- _TASK TO COMPLETE_
Could you restate, exactly and with nothing added, the lines from the start of the data through the line that holds "1485L904 1507L1015 1520L1016", leaving the pictures out?

- _RECORDS PROVIDED_
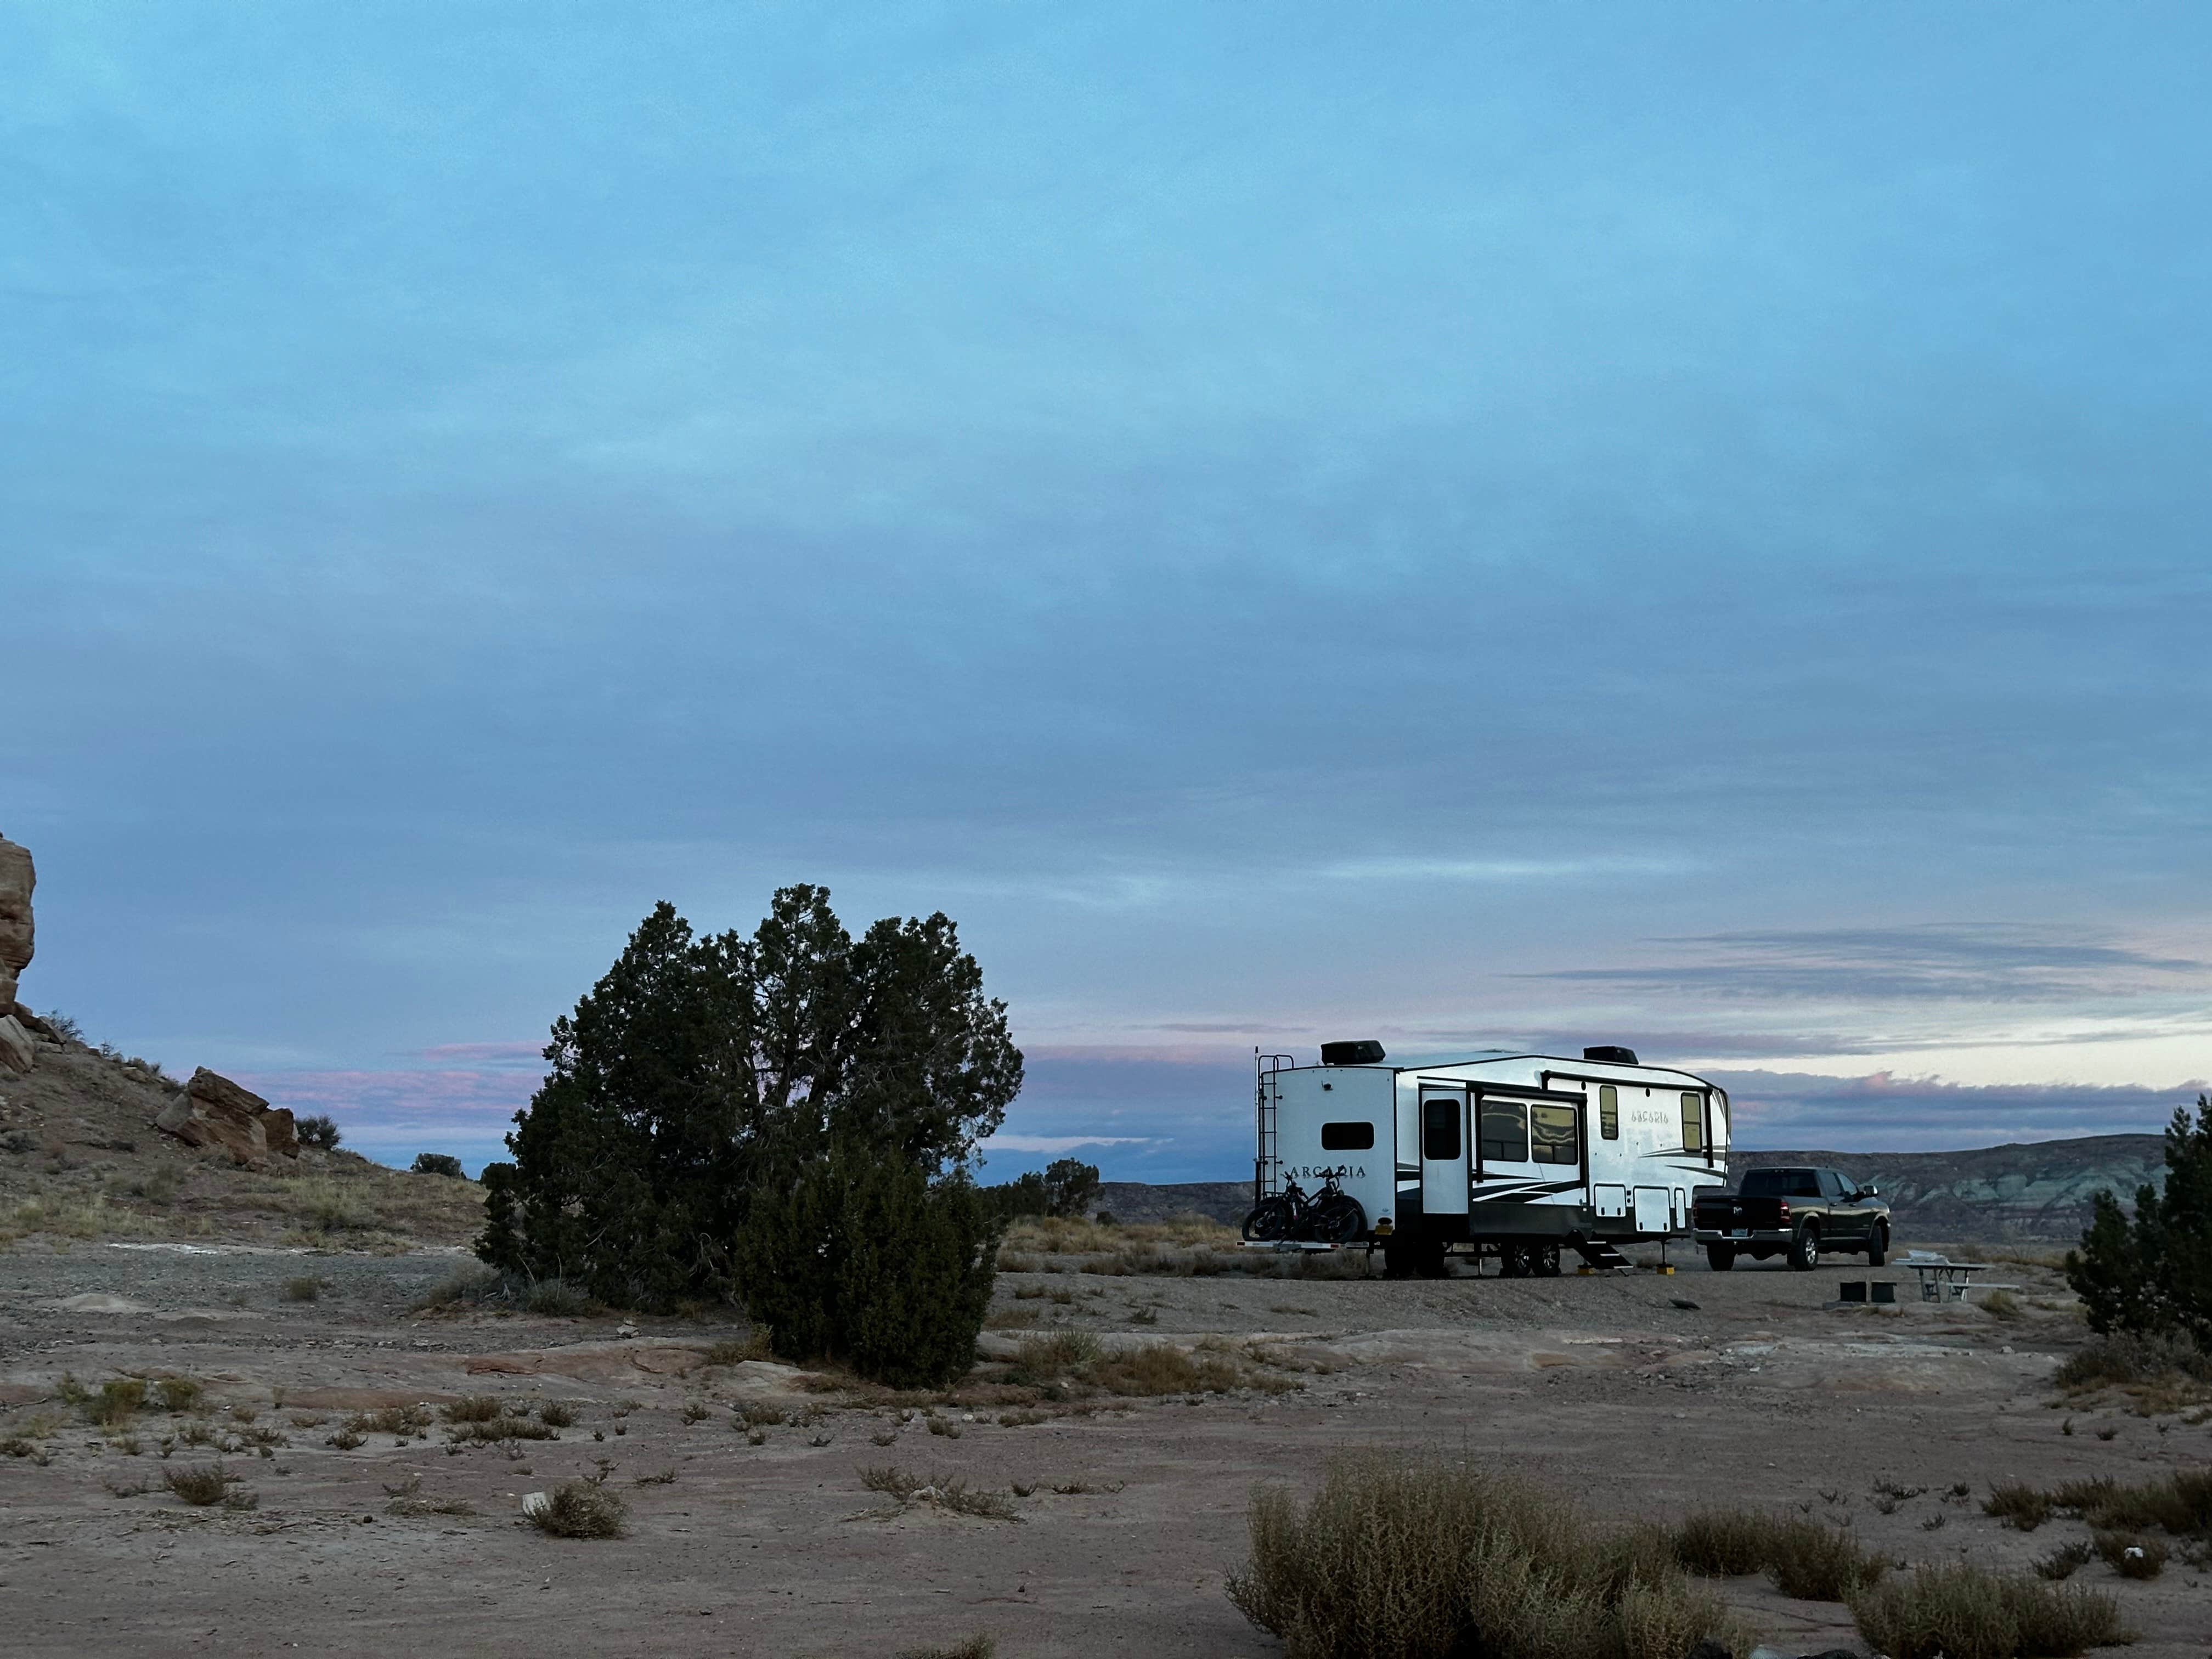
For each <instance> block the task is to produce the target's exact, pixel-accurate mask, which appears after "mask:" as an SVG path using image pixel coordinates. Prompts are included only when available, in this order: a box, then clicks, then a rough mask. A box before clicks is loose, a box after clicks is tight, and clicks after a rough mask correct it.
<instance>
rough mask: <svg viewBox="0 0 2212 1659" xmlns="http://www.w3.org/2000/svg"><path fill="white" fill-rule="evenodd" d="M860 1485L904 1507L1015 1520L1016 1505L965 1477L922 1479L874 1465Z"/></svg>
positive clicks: (885, 1467) (977, 1516) (987, 1518)
mask: <svg viewBox="0 0 2212 1659" xmlns="http://www.w3.org/2000/svg"><path fill="white" fill-rule="evenodd" d="M860 1484H863V1486H865V1489H867V1491H880V1493H885V1495H887V1498H896V1500H898V1502H902V1504H936V1506H938V1509H947V1511H951V1513H953V1515H973V1517H978V1520H1015V1513H1013V1502H1009V1500H1006V1498H1000V1495H998V1493H991V1491H978V1489H973V1486H969V1484H967V1478H964V1475H936V1478H933V1480H922V1478H920V1475H916V1473H914V1471H911V1469H900V1467H898V1464H874V1467H869V1469H863V1471H860Z"/></svg>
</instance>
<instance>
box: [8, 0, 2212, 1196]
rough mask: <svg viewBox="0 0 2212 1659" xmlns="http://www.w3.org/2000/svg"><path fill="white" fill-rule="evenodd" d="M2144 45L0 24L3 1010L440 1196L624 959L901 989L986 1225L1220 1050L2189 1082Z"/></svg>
mask: <svg viewBox="0 0 2212 1659" xmlns="http://www.w3.org/2000/svg"><path fill="white" fill-rule="evenodd" d="M2208 35H2212V24H2208V22H2205V18H2203V13H2201V11H2194V9H2181V7H2170V9H2161V7H2137V9H2097V11H2090V9H2079V7H2006V9H2004V11H2002V13H2000V11H1995V9H1966V7H1951V9H1931V7H1902V4H1900V7H1854V9H1776V7H1756V4H1743V7H1725V4H1688V7H1677V4H1670V7H1657V4H1652V7H1548V4H1546V7H1489V9H1467V7H1383V9H1358V11H1347V9H1343V7H1274V9H1265V11H1261V9H1230V7H1219V9H1194V7H1166V4H1161V7H1137V4H1130V7H1102V9H1060V7H1035V4H1006V7H878V9H863V11H847V13H841V15H823V13H821V11H818V9H807V7H679V4H668V7H655V9H648V11H646V13H639V11H637V9H624V7H595V9H593V7H560V4H553V7H544V4H529V7H520V4H518V7H449V4H438V7H376V4H361V7H347V9H327V7H325V9H299V7H252V4H223V7H192V4H179V7H161V9H150V7H148V9H31V7H7V9H0V91H4V97H0V144H4V153H7V157H9V166H7V168H4V170H0V285H4V296H7V303H4V305H0V347H4V349H0V438H4V442H0V491H4V493H0V500H4V502H7V509H9V511H7V524H4V531H0V635H4V646H0V655H4V664H7V675H4V686H7V692H4V710H7V719H4V721H0V832H7V834H9V836H13V838H15V841H22V843H27V845H31V847H33V852H35V854H38V858H40V876H42V878H40V956H38V962H35V964H33V967H31V971H29V975H27V978H24V989H22V993H24V998H27V1000H31V1002H33V1004H35V1006H64V1009H69V1011H73V1013H75V1015H77V1018H80V1020H82V1022H84V1024H86V1029H88V1031H91V1033H93V1035H100V1037H108V1040H113V1042H117V1044H119V1046H126V1048H133V1051H139V1053H148V1055H155V1057H161V1060H164V1062H168V1064H170V1066H173V1068H179V1066H184V1068H188V1066H192V1064H210V1066H217V1068H221V1071H230V1073H237V1075H241V1077H252V1079H254V1082H257V1086H261V1088H263V1091H265V1093H270V1095H272V1097H276V1099H288V1102H294V1104H303V1106H310V1104H312V1106H323V1108H330V1110H334V1113H336V1115H338V1117H341V1121H347V1124H349V1126H352V1137H354V1141H356V1144H361V1146H365V1148H369V1150H376V1152H378V1155H385V1157H396V1159H403V1157H405V1155H409V1152H411V1150H420V1148H445V1150H460V1152H462V1155H465V1157H469V1159H471V1164H473V1161H476V1159H480V1157H482V1155H487V1152H489V1150H491V1146H493V1144H495V1139H498V1130H500V1124H502V1119H504V1115H507V1113H511V1110H513V1106H515V1104H518V1102H520V1099H524V1097H526V1093H529V1086H531V1075H533V1071H531V1068H533V1066H535V1048H538V1044H540V1042H542V1033H544V1029H546V1024H549V1022H551V1020H553V1018H555V1015H557V1013H560V1011H564V1009H566V1006H568V1004H571V1002H573V1000H575V995H577V993H580V991H582V989H586V987H588V982H591V980H593V978H595V975H597V973H599V971H602V969H604V967H606V962H608V960H611V958H613V953H615V951H617V949H619V942H622V938H624V933H626V931H628V927H633V925H635V922H637V918H639V916H644V911H646V909H648V907H650V905H653V900H657V898H664V896H666V898H670V900H675V902H677V905H679V909H684V911H686V914H688V916H690V918H692V920H695V922H699V925H703V927H717V929H719V927H730V925H737V927H748V925H750V922H752V920H754V918H757V916H759V914H761V909H763V907H765V898H768V894H770V891H772V889H774V887H776V885H783V883H790V880H823V883H827V885H832V889H834V891H836V902H838V907H841V911H843V914H845V916H847V920H854V922H860V920H867V918H872V916H878V914H889V911H900V914H914V911H929V909H940V907H942V909H947V911H949V914H953V916H956V918H958V920H960V925H962V933H964V938H967V942H969V945H971V949H975V951H978V956H980V958H982V962H984V971H987V980H989V984H991V989H993V991H995V993H998V995H1004V998H1006V1000H1009V1004H1011V1009H1013V1018H1015V1026H1018V1033H1020V1037H1022V1042H1024V1046H1026V1048H1029V1053H1031V1077H1033V1086H1031V1091H1029V1093H1026V1095H1024V1099H1022V1102H1020V1104H1018V1106H1015V1110H1013V1115H1011V1117H1009V1126H1006V1139H1004V1141H1002V1146H1000V1148H998V1152H995V1157H993V1166H991V1168H993V1172H1009V1170H1015V1168H1024V1166H1029V1164H1033V1161H1037V1159H1042V1157H1048V1155H1051V1152H1053V1150H1057V1148H1064V1146H1077V1144H1088V1146H1095V1148H1097V1150H1095V1157H1097V1161H1099V1164H1104V1166H1106V1170H1108V1175H1130V1177H1150V1179H1203V1177H1234V1175H1237V1172H1239V1166H1241V1164H1243V1161H1245V1159H1248V1144H1245V1137H1243V1110H1245V1093H1243V1082H1241V1077H1243V1066H1245V1062H1241V1060H1239V1055H1250V1051H1252V1046H1254V1044H1256V1046H1270V1048H1272V1046H1283V1048H1292V1051H1298V1048H1310V1046H1312V1044H1316V1042H1321V1040H1323V1037H1332V1035H1380V1037H1383V1040H1385V1042H1387V1044H1389V1046H1391V1048H1394V1051H1396V1053H1444V1051H1451V1048H1455V1046H1489V1044H1531V1046H1577V1044H1582V1042H1608V1040H1613V1042H1619V1040H1630V1042H1635V1044H1637V1046H1639V1048H1644V1051H1646V1053H1648V1055H1650V1057H1659V1060H1668V1062H1677V1064H1688V1066H1697V1068H1705V1071H1714V1073H1717V1075H1723V1077H1725V1079H1728V1082H1730V1084H1732V1088H1734V1091H1736V1095H1739V1099H1741V1102H1743V1104H1745V1121H1747V1126H1750V1128H1747V1133H1750V1135H1754V1137H1756V1135H1767V1137H1772V1139H1774V1141H1790V1144H1796V1146H1805V1144H1820V1141H1825V1144H1834V1146H1840V1148H1847V1150H1849V1148H1891V1146H1944V1144H1986V1141H1991V1139H2035V1137H2042V1135H2073V1133H2099V1130H2124V1128H2154V1126H2157V1124H2159V1121H2163V1117H2166V1113H2168V1110H2170V1106H2172V1104H2174V1102H2179V1099H2185V1097H2190V1095H2192V1093H2194V1084H2197V1079H2203V1077H2205V1075H2208V1073H2212V1057H2208V1033H2212V964H2208V956H2212V949H2208V947H2205V938H2208V929H2205V922H2208V916H2212V891H2208V874H2212V858H2208V847H2205V832H2208V823H2212V790H2208V768H2205V750H2208V743H2205V734H2208V712H2212V708H2208V706H2212V655H2208V650H2205V644H2203V641H2205V624H2208V619H2212V549H2208V533H2205V524H2208V522H2212V515H2208V507H2212V469H2205V465H2203V456H2205V453H2208V442H2205V440H2208V407H2205V405H2208V394H2205V387H2208V385H2212V376H2208V369H2212V363H2208V361H2205V358H2208V352H2212V347H2208V338H2205V332H2203V327H2201V310H2203V292H2205V283H2208V274H2212V228H2208V221H2205V217H2203V212H2201V204H2203V201H2205V199H2208V186H2212V177H2208V175H2212V117H2208V115H2205V113H2203V100H2201V95H2199V86H2197V77H2194V64H2199V62H2201V60H2203V49H2205V46H2208V44H2212V40H2208Z"/></svg>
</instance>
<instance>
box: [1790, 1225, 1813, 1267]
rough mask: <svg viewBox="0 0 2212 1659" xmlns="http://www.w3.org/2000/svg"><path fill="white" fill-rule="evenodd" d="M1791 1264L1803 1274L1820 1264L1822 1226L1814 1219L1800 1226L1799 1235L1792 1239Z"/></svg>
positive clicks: (1798, 1232) (1798, 1234)
mask: <svg viewBox="0 0 2212 1659" xmlns="http://www.w3.org/2000/svg"><path fill="white" fill-rule="evenodd" d="M1790 1265H1792V1267H1794V1270H1796V1272H1801V1274H1809V1272H1812V1270H1814V1267H1818V1265H1820V1228H1816V1225H1814V1223H1812V1221H1807V1223H1805V1225H1803V1228H1798V1237H1796V1239H1792V1241H1790Z"/></svg>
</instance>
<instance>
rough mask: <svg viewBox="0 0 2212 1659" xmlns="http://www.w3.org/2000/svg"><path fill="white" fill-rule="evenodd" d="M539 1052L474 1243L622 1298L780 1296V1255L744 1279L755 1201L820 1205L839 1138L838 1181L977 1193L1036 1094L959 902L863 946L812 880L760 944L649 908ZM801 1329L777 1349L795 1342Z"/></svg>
mask: <svg viewBox="0 0 2212 1659" xmlns="http://www.w3.org/2000/svg"><path fill="white" fill-rule="evenodd" d="M544 1053H546V1062H549V1073H546V1079H544V1084H542V1086H540V1088H538V1093H535V1095H533V1097H531V1104H529V1106H526V1108H524V1110H522V1113H518V1115H515V1130H513V1133H511V1135H509V1137H507V1146H509V1150H511V1152H513V1164H493V1166H487V1170H484V1177H482V1179H484V1188H487V1228H484V1237H482V1239H480V1243H478V1254H480V1256H482V1259H484V1261H489V1263H491V1265H495V1267H502V1270H509V1272H522V1274H529V1276H535V1279H568V1281H575V1283H580V1285H584V1287H588V1290H591V1294H595V1296H599V1298H602V1301H608V1303H617V1305H655V1307H657V1305H668V1303H672V1301H679V1298H686V1296H743V1298H745V1301H754V1298H765V1301H772V1298H774V1296H776V1292H774V1287H772V1285H763V1283H759V1274H763V1272H770V1267H772V1263H774V1261H776V1256H774V1252H770V1250H761V1248H748V1250H745V1256H748V1263H750V1267H748V1272H750V1274H752V1279H754V1283H745V1279H741V1276H739V1274H737V1259H739V1254H741V1252H739V1239H741V1234H745V1230H748V1219H750V1217H752V1210H754V1206H757V1203H765V1206H768V1208H770V1210H776V1212H779V1214H783V1210H785V1208H787V1206H801V1203H816V1201H821V1199H818V1192H816V1188H821V1183H823V1181H825V1179H827V1175H825V1170H827V1168H830V1161H832V1152H834V1150H836V1152H838V1164H836V1168H838V1170H841V1172H843V1175H838V1181H847V1183H852V1181H858V1179H860V1177H858V1175H856V1170H860V1168H863V1166H880V1168H883V1170H887V1172H907V1175H911V1177H918V1179H920V1181H922V1186H925V1188H927V1190H929V1192H938V1190H940V1188H947V1190H949V1188H964V1186H967V1168H969V1161H971V1157H973V1148H975V1141H978V1139H982V1137H984V1135H989V1133H991V1130H993V1128H998V1124H1000V1121H1002V1117H1004V1110H1006V1104H1009V1102H1011V1099H1013V1095H1015V1093H1018V1091H1020V1086H1022V1055H1020V1051H1018V1048H1015V1046H1013V1040H1011V1035H1009V1031H1006V1009H1004V1004H1002V1002H993V1000H989V998H987V995H984V991H982V971H980V969H978V964H975V958H973V956H967V953H964V951H962V949H960V940H958V931H956V929H953V922H951V920H949V918H947V916H942V914H938V916H929V918H925V920H914V918H909V920H898V918H885V920H880V922H876V925H874V927H869V929H867V933H863V936H860V938H858V940H854V938H852V936H849V933H847V931H845V927H843V925H841V922H838V918H836V914H834V911H832V909H830V894H827V889H821V887H807V885H799V887H785V889H781V891H779V894H776V896H774V902H772V907H770V914H768V918H765V920H763V922H761V925H759V929H754V933H752V936H750V938H745V936H739V933H734V931H730V933H721V936H714V938H695V936H692V929H690V925H688V922H686V920H684V918H681V916H677V911H675V907H672V905H666V902H661V905H657V907H655V909H653V914H650V916H646V920H644V922H641V925H639V929H637V933H633V936H630V940H628V945H626V947H624V951H622V956H619V958H617V960H615V964H613V967H611V969H608V973H606V978H602V980H599V982H597V984H595V987H593V989H591V993H588V995H584V998H582V1000H580V1002H577V1006H575V1013H573V1015H568V1018H564V1020H560V1022H555V1026H553V1042H551V1044H549V1046H546V1051H544ZM885 1179H889V1177H885ZM832 1186H834V1183H832ZM838 1190H843V1188H838ZM810 1194H812V1197H810ZM841 1203H843V1201H841ZM832 1208H834V1210H836V1214H845V1208H836V1206H832ZM922 1208H925V1210H927V1208H929V1206H922ZM953 1208H958V1206H953ZM909 1210H911V1206H909ZM909 1210H900V1214H909ZM929 1212H931V1214H938V1210H929ZM942 1212H945V1214H951V1210H942ZM748 1237H750V1234H748ZM984 1254H987V1252H984ZM763 1305H765V1303H763ZM779 1305H781V1303H779ZM975 1318H978V1321H980V1310H978V1314H975ZM787 1323H790V1321H787ZM792 1329H794V1336H792V1338H790V1343H785V1340H783V1338H779V1347H790V1345H799V1343H801V1336H799V1334H796V1329H799V1327H796V1325H792ZM969 1336H973V1332H969ZM807 1340H812V1338H807ZM832 1347H834V1345H832ZM814 1352H830V1349H825V1347H821V1345H818V1347H816V1349H814Z"/></svg>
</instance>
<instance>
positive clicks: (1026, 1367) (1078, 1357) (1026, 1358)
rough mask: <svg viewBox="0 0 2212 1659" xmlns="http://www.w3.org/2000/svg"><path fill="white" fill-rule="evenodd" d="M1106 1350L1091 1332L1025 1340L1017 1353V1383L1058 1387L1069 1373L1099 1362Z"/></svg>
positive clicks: (1073, 1332) (1015, 1358) (1015, 1373)
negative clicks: (1099, 1344)
mask: <svg viewBox="0 0 2212 1659" xmlns="http://www.w3.org/2000/svg"><path fill="white" fill-rule="evenodd" d="M1102 1352H1104V1349H1102V1347H1099V1338H1095V1336H1093V1334H1091V1332H1051V1334H1048V1336H1024V1338H1022V1343H1020V1345H1018V1347H1015V1349H1013V1371H1011V1380H1015V1383H1057V1380H1060V1378H1064V1376H1066V1374H1068V1371H1079V1369H1082V1367H1086V1365H1091V1363H1093V1360H1097V1356H1099V1354H1102Z"/></svg>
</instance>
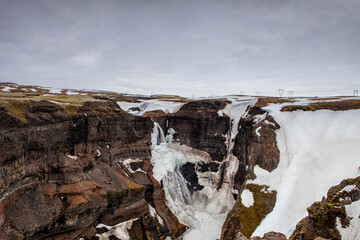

- _TASK ANSWER_
For each <instance> block the task is to produce the target's exact, pixel-accurate mask, which appears after "mask:" as an SVG path using image pixel coordinates. Prompts are included only when available, in this order: a box, then clicks, then a rough mask. A box before clicks is loose, a box after clicks is tight, and clicks after a rough mask correct it.
<instance>
rough mask: <svg viewBox="0 0 2212 1659" xmlns="http://www.w3.org/2000/svg"><path fill="white" fill-rule="evenodd" d="M860 1485L904 1507L1015 1520L1016 1505L965 1477L922 1479L874 1465Z"/></svg>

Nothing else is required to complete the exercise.